The line containing "Target = metal downspout pipe" marks where to begin; quote it and every line after it through the end of the data, exactly as written.

DATA SUPPLIED:
****************
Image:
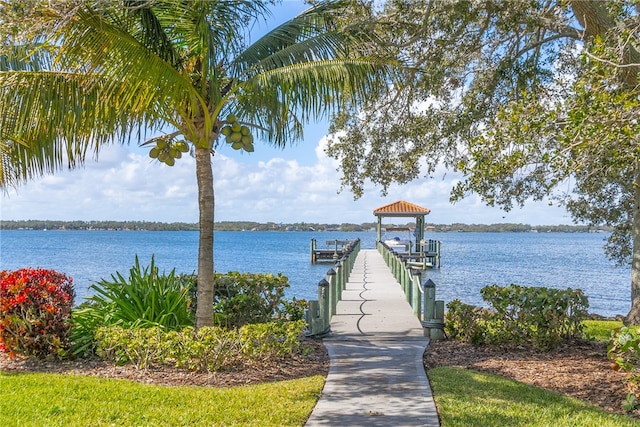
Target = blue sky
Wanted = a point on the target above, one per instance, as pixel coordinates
(297, 184)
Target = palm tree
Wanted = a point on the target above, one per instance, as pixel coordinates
(118, 72)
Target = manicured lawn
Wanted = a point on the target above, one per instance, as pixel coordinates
(468, 398)
(64, 400)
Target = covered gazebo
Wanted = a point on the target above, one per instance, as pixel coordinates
(401, 209)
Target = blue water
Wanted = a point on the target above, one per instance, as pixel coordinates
(469, 260)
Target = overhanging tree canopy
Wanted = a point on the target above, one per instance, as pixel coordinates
(95, 72)
(530, 100)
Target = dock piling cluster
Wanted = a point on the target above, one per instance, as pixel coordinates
(330, 288)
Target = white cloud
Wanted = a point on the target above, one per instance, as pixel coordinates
(126, 185)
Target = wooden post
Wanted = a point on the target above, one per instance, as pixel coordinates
(437, 333)
(333, 291)
(339, 279)
(416, 282)
(429, 300)
(406, 279)
(314, 318)
(323, 300)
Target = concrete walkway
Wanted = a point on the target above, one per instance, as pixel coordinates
(376, 377)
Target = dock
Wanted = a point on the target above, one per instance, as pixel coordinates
(333, 250)
(375, 342)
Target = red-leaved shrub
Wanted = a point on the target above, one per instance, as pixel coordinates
(35, 310)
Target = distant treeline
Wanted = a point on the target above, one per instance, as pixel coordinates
(272, 226)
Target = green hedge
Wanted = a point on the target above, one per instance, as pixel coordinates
(209, 349)
(539, 316)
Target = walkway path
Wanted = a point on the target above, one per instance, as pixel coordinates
(376, 377)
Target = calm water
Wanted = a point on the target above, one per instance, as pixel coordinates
(469, 260)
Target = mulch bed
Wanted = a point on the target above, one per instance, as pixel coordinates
(577, 369)
(315, 362)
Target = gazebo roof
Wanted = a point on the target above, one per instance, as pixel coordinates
(400, 208)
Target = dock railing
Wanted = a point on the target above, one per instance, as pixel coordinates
(421, 297)
(330, 289)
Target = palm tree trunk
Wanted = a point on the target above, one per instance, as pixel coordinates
(206, 203)
(634, 314)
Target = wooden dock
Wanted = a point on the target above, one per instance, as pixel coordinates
(332, 252)
(375, 343)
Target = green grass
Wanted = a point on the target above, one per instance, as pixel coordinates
(468, 398)
(67, 400)
(600, 330)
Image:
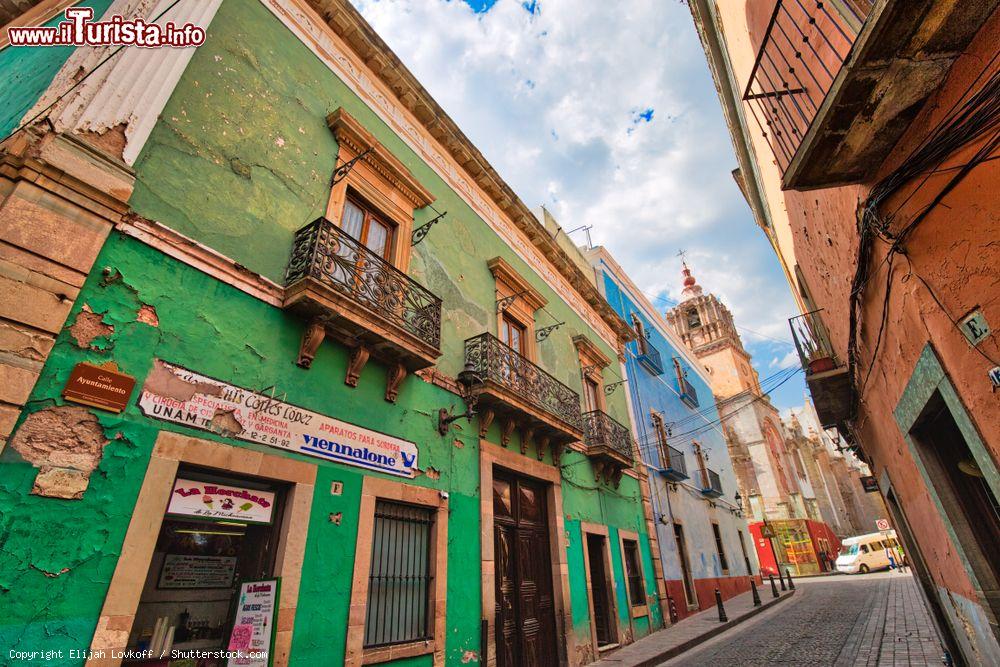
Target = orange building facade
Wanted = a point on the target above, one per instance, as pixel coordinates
(866, 134)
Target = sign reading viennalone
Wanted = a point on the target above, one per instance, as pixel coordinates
(99, 386)
(217, 501)
(177, 395)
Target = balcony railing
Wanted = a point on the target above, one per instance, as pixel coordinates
(803, 48)
(708, 481)
(673, 464)
(604, 435)
(811, 342)
(328, 255)
(651, 361)
(829, 380)
(503, 368)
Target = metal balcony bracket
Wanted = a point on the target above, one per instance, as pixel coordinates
(312, 336)
(359, 357)
(396, 376)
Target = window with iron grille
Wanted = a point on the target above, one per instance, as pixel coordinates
(723, 563)
(633, 572)
(399, 581)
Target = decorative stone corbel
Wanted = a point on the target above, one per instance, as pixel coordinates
(312, 336)
(359, 357)
(543, 442)
(507, 429)
(396, 376)
(526, 434)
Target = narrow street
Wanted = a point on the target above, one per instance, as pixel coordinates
(875, 619)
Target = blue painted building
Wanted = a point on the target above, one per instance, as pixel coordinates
(703, 539)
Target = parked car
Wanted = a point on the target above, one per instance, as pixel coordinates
(865, 553)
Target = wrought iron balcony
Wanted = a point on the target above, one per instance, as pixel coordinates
(346, 290)
(673, 465)
(522, 394)
(650, 360)
(829, 380)
(606, 438)
(708, 482)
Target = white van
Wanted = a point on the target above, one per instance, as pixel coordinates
(865, 553)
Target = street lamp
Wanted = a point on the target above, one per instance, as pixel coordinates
(468, 380)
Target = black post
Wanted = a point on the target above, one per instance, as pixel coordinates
(722, 610)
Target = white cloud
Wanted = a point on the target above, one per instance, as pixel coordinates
(553, 101)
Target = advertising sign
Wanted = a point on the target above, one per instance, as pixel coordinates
(181, 571)
(253, 630)
(99, 387)
(175, 394)
(869, 484)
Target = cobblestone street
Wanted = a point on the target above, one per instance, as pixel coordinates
(843, 620)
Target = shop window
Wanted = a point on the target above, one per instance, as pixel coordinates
(720, 548)
(399, 581)
(633, 572)
(218, 534)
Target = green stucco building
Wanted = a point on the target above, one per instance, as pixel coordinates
(252, 289)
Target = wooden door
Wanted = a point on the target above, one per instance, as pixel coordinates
(525, 618)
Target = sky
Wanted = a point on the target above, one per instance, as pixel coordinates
(606, 114)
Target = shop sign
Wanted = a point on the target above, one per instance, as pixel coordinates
(206, 500)
(183, 571)
(253, 630)
(99, 386)
(201, 402)
(869, 484)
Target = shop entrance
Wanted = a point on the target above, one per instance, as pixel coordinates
(525, 618)
(218, 533)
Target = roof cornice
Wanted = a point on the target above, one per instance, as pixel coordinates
(348, 24)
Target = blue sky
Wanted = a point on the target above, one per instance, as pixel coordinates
(606, 114)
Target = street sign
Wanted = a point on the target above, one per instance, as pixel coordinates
(869, 484)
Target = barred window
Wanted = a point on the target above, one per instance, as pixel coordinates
(399, 579)
(633, 572)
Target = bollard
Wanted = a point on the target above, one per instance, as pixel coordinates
(722, 610)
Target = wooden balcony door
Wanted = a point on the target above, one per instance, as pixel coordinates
(525, 618)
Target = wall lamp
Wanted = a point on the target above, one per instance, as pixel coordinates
(468, 380)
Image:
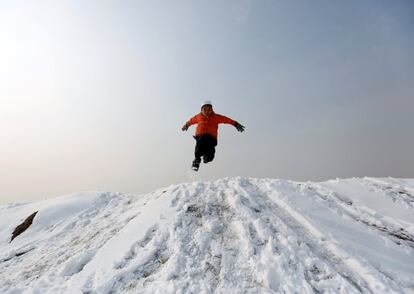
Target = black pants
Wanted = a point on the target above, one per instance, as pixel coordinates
(205, 147)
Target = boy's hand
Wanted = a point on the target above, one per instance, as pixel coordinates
(185, 127)
(239, 127)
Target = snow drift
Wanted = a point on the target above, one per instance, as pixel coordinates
(235, 235)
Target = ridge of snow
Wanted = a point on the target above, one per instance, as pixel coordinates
(234, 235)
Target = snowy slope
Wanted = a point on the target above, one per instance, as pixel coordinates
(235, 235)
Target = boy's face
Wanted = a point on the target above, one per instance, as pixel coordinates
(206, 110)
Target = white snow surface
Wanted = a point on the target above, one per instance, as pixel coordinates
(234, 235)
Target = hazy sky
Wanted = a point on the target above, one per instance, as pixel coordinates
(93, 94)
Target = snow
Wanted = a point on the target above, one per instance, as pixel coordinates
(234, 235)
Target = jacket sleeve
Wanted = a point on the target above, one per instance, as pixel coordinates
(221, 119)
(193, 120)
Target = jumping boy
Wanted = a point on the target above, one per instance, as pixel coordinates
(206, 132)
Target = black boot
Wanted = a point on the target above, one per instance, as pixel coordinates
(196, 164)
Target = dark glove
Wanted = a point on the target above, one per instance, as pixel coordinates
(185, 127)
(239, 127)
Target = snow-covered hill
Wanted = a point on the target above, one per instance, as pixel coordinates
(235, 235)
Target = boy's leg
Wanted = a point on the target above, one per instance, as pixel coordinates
(210, 149)
(199, 149)
(198, 152)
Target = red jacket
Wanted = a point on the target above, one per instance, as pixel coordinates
(209, 124)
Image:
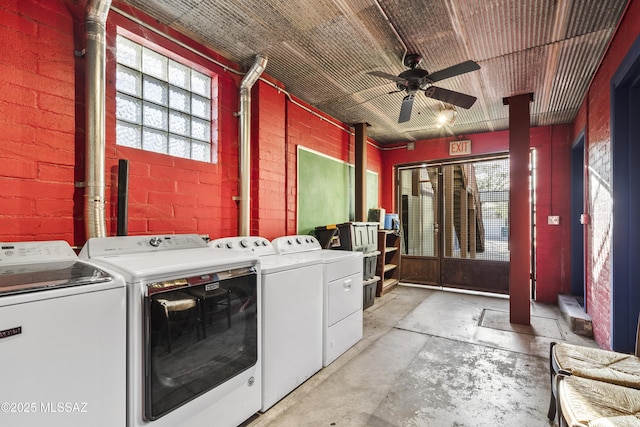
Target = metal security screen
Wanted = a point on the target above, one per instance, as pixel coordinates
(476, 219)
(455, 224)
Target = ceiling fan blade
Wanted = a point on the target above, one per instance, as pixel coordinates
(405, 109)
(454, 70)
(450, 97)
(387, 76)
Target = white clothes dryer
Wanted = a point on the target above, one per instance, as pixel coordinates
(342, 292)
(193, 327)
(291, 316)
(62, 339)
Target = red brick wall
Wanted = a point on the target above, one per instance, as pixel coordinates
(170, 194)
(594, 119)
(552, 146)
(312, 131)
(42, 133)
(37, 122)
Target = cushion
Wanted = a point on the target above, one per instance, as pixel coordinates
(589, 403)
(602, 365)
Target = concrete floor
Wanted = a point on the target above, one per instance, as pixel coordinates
(433, 358)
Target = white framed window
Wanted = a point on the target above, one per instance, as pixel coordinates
(162, 105)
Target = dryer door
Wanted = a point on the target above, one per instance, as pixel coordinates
(199, 332)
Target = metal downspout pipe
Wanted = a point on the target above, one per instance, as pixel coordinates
(245, 143)
(95, 55)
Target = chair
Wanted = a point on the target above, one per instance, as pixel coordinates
(597, 367)
(173, 303)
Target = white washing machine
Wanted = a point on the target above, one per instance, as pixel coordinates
(342, 292)
(62, 339)
(193, 327)
(291, 316)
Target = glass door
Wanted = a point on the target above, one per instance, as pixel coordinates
(455, 224)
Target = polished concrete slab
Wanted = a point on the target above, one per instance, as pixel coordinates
(433, 358)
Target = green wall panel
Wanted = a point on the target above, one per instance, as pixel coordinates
(326, 190)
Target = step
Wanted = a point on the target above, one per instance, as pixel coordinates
(572, 309)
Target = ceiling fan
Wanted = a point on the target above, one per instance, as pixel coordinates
(417, 79)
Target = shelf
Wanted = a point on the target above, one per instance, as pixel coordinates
(388, 285)
(389, 267)
(389, 282)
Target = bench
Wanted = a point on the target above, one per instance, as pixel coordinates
(594, 387)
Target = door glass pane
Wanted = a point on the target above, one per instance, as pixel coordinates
(476, 210)
(419, 197)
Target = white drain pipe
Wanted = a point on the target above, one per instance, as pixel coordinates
(245, 143)
(95, 56)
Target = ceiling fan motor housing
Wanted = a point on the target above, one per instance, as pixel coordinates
(412, 60)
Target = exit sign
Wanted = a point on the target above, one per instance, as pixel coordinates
(458, 148)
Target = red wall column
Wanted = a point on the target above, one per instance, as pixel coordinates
(519, 210)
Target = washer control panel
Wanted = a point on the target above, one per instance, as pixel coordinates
****************
CORRECT OUTPUT:
Target = metal downspout pipe
Wanted = a point on the target above, one per instance, as pixel coordinates
(245, 143)
(95, 55)
Target = chair
Wanted = a point on the target above, one per instance, as pixel coordinates
(597, 367)
(173, 303)
Target = white washing machine
Wanted = a point on the target above, one per instance, as pixel coordinates
(342, 292)
(62, 339)
(193, 327)
(291, 316)
Target = glass door
Wanted = a point on the target above, one per instance, as pixel coordinates
(455, 224)
Target = polished concrete slab
Wanted = a point on the target above, one per instance, as pixel coordinates
(433, 358)
Target = green wall panel
Wanted = a point on the target above, one per instance, as pixel coordinates
(326, 190)
Target = step
Wanted = a point on the target above, one per instance, as pixel coordinates
(572, 309)
Target = ceiling fan
Wanted = a point on the target above, one per instance, as pixel coordinates
(417, 79)
Target = shelf
Wanted = a point on the target above, one per instance, as pixel coordinates
(388, 285)
(389, 267)
(389, 282)
Target = bench
Wanted = a point on the target above, one per instance, as pixel coordinates
(594, 387)
Target = door glass pane
Wanted = a point on the target above, one per instance, as pixel coordinates
(476, 210)
(419, 197)
Target = white drain pipe
Wanted = a point on the target above, one per instance, as pixel coordinates
(245, 143)
(95, 56)
Target = ceiling fan motor housing
Wanted = a point on the target above, one per instance, as pixel coordinates
(412, 60)
Target = exit sign
Wanted = a point on the target above, one per instance, as pixel coordinates
(458, 148)
Target = red wall column
Wanted = a point on the target above, one per instance, as pixel coordinates
(519, 210)
Target = washer control panel
Wanted = a point on the target above, one per instance, as pixel coordinates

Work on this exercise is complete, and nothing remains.